Study text:
The 16th Amendment, ratified just before Taft left office, authorized a federal income tax; the 17th Amendment, approved a few months later, mandated the direct election of senators by the people, instead of state legislatures. Yet balanced against these progressive measures was Taft's acceptance of a new tariff with higher protective schedules; his opposition to the entry of the state of Arizona into the Union because of its liberal constitution; and his growing reliance on the conservative wing of his party.
By 1910 Taft's party was bitterly divided. Democrats gained control of Congress in the midterm elections. Two years later, Woodrow Wilson, the Democratic, progressive governor of the state of New Jersey, campaigned against Taft, the Republican candidate – and also against Roosevelt who ran as the candidate of a new Progressive Party. Wilson, in a spirited campaign, defeated both rivals.
During his first term, Wilson secured one of the most notable legislative programs in American history. The first task was tariff revision. "The tariff duties must be altered," Wilson said. "We must abolish everything that bears any semblance of privilege." The Underwood Tariff, signed on October 3, 1913, provided substantial rate reductions on imported raw materials and foodstuffs, cotton and woolen goods, iron and steel; it removed the duties from more than a hundred other items. Although the act retained many protective features, it was a genuine attempt to lower the cost of living. To compensate for lost revenues, it established a modest income tax.
The second item on the Democratic program was a long overdue, thorough reorganization of the ramshackle banking and currency system. "Control," said Wilson, "must be public, not private, must be vested in the government itself, so that the banks may be the instruments, not the masters, of business and of individual enterprise and initiative."

Task list:
- A) Decide whether each statement agrees with the reading on Taft and Wilson, and support each yes or no with the decisive words of the reading, quoted exactly. (i) The 17th Amendment took the election of senators away from state legislatures and gave it to the people. (ii) The Underwood Tariff did away with all protective features. (iii) Taft backed Arizona's admission to the Union.
- B) Write the next part of the reading on Taft and Wilson, picking up right after its final sentence.
Nothing in the data is required for working with the reading on Taft and Wilson.

Collected data:
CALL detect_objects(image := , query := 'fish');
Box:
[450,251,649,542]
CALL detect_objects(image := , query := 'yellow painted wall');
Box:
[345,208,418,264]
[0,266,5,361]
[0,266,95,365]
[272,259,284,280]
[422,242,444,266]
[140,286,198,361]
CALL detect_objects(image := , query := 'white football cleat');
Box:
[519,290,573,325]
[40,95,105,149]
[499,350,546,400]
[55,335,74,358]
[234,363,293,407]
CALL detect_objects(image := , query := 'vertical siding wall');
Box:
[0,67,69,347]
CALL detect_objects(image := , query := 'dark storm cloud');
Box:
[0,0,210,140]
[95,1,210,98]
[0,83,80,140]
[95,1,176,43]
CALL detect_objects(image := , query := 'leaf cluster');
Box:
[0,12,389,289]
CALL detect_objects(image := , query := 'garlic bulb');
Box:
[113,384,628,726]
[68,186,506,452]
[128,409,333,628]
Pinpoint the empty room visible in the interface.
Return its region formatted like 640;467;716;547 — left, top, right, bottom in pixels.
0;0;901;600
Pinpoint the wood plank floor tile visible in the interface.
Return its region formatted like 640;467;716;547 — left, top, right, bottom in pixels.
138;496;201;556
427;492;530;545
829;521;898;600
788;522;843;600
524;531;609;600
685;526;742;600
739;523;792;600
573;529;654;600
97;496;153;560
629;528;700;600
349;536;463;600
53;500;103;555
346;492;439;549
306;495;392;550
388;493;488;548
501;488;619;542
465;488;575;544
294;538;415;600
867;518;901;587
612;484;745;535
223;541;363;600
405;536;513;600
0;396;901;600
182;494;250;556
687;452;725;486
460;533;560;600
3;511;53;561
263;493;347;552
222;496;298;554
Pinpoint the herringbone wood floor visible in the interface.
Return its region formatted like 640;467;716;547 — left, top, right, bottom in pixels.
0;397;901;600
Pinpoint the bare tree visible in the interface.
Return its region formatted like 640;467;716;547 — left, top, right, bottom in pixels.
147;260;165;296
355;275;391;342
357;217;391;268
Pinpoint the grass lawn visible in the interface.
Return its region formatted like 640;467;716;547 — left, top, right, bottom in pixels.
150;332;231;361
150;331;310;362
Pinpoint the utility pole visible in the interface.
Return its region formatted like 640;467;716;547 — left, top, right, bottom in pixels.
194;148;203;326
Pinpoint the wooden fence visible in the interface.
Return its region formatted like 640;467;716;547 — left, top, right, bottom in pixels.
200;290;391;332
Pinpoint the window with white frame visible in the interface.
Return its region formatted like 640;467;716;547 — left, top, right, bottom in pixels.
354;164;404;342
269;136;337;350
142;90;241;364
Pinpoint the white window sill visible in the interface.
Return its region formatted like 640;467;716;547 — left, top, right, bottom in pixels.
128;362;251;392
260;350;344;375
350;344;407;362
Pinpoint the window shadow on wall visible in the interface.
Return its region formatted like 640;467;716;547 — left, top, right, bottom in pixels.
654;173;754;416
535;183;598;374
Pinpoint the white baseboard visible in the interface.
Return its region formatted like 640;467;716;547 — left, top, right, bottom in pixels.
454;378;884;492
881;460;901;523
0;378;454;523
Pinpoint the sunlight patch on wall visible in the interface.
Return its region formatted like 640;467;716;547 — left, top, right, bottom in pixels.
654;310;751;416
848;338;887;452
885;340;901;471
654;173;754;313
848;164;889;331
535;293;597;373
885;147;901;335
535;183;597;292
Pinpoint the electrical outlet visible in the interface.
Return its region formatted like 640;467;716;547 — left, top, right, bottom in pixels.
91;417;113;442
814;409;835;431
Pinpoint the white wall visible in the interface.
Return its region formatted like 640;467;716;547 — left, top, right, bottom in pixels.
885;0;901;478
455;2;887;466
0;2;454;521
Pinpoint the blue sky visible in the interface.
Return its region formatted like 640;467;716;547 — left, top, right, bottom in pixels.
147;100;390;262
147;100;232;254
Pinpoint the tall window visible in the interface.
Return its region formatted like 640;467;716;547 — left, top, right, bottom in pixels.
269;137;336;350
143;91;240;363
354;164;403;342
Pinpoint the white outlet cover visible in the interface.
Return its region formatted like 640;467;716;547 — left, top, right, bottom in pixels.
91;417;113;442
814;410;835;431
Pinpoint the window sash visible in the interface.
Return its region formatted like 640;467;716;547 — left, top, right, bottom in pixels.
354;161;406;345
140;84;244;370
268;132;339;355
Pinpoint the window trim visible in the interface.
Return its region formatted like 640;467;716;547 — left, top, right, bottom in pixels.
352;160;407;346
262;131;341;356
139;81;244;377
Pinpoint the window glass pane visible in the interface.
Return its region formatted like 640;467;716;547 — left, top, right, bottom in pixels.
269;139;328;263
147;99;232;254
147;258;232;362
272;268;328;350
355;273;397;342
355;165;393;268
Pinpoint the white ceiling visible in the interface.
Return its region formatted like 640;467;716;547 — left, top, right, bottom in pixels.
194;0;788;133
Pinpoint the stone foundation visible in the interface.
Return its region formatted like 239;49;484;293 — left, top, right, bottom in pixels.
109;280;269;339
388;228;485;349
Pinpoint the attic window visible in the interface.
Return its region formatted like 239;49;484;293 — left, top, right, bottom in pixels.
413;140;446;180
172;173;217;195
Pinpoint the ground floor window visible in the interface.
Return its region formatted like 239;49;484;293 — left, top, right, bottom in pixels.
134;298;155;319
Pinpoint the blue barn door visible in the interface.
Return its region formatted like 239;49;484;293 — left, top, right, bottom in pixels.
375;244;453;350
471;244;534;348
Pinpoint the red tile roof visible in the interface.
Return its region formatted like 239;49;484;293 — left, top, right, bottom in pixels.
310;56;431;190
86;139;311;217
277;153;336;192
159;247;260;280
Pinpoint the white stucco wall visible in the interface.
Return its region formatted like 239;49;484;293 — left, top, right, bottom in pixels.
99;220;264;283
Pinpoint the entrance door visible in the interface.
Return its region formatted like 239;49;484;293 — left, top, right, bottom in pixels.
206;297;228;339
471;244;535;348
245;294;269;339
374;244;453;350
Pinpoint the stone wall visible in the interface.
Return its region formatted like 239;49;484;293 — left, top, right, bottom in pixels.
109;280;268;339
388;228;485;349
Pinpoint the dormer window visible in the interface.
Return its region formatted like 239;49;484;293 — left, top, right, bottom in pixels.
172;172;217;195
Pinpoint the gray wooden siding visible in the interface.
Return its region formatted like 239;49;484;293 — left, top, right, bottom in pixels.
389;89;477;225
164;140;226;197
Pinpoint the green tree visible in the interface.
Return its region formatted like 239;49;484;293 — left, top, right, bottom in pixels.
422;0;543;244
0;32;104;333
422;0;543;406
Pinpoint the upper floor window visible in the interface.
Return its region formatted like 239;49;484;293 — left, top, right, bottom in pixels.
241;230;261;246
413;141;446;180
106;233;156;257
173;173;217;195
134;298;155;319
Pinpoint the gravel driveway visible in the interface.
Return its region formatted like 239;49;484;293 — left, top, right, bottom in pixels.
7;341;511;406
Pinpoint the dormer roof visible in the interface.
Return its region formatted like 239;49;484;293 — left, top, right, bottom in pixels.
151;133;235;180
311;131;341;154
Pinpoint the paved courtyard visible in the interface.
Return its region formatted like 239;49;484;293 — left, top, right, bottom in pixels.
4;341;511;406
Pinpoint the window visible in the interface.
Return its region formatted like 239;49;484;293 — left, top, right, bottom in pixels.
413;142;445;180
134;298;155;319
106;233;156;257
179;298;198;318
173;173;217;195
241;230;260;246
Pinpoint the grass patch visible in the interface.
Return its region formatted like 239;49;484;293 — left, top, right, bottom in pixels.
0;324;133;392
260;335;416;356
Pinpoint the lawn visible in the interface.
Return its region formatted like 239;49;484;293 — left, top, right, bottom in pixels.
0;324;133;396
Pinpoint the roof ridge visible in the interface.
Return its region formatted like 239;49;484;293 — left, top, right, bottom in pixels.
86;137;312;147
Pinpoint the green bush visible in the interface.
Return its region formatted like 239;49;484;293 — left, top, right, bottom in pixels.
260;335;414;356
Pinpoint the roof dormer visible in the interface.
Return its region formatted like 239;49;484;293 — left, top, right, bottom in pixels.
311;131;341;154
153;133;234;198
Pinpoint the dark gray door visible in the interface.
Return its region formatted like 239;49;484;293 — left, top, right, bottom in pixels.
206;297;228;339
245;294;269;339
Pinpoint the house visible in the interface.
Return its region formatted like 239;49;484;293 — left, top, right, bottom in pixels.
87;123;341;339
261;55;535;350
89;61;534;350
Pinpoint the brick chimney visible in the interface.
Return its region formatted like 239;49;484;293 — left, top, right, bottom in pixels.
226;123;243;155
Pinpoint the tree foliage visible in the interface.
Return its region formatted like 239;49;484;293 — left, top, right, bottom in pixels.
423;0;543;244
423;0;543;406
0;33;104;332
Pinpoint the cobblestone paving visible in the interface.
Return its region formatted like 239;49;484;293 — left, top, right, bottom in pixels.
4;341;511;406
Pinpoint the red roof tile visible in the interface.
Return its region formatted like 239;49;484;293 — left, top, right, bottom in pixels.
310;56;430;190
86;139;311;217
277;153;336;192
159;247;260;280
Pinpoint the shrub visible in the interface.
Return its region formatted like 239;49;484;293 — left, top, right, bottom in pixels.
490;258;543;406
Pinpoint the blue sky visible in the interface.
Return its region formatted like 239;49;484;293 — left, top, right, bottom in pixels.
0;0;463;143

Answers for the exercise:
- A)
(i) Yes: "mandated the direct election of senators by the people, instead of state legislatures"
(ii) No: "Although the act retained many protective features"
(iii) No: "his opposition to the entry of the state of Arizona into the Union because of its liberal constitution"

- B)
The Federal Reserve Act of December 23, 1913, was Wilson's most enduring legislative accomplishment. Conservatives had favored establishment of one powerful central bank. The new act, in line with the Democratic Party’s Jeffersonian sentiments, divided the country into 12 districts, with a Federal Reserve Bank in each, all supervised by a national Federal Reserve Board with limited authority to set interest rates. The act assured greater flexibility in the money supply and made provision for issuing federal-reserve notes to meet business demands. Greater centralization of the system would come in the 1930s.
The next important task was trust regulation and investigation of corporate abuses. Congress authorized a Federal Trade Commission to issue orders prohibiting "unfair methods of competition" by business concerns in interstate trade. The Clayton Antitrust Act forbade many corporate practices that had thus far escaped specific condemnation: interlocking directorates, price discrimination among purchasers, use of the injunction in labor disputes, and ownership by one corporation of stock in similar enterprises.
Farmers and other workers were not forgotten. The Smith-Lever Act of 1914 established an “extension system” of county agents to assist farming throughout the country. Subsequent acts made credit available to farmers at low rates of interest. The Seamen's Act of 1915 improved living and working conditions on board ships. The Federal Workingman's Compensation Act in 1916 authorized allowances to civil service employees for disabilities incurred at work and established a model for private enterprise. The Adamson Act of the same year established an eight-hour day for railroad labor.
This record of achievement won Wilson a firm place in American history as one of the nation's foremost progressive reformers. However, his domestic reputation would soon be overshadowed by his record as a wartime president who led his country to victory but could not hold the support of his people for the peace that followed.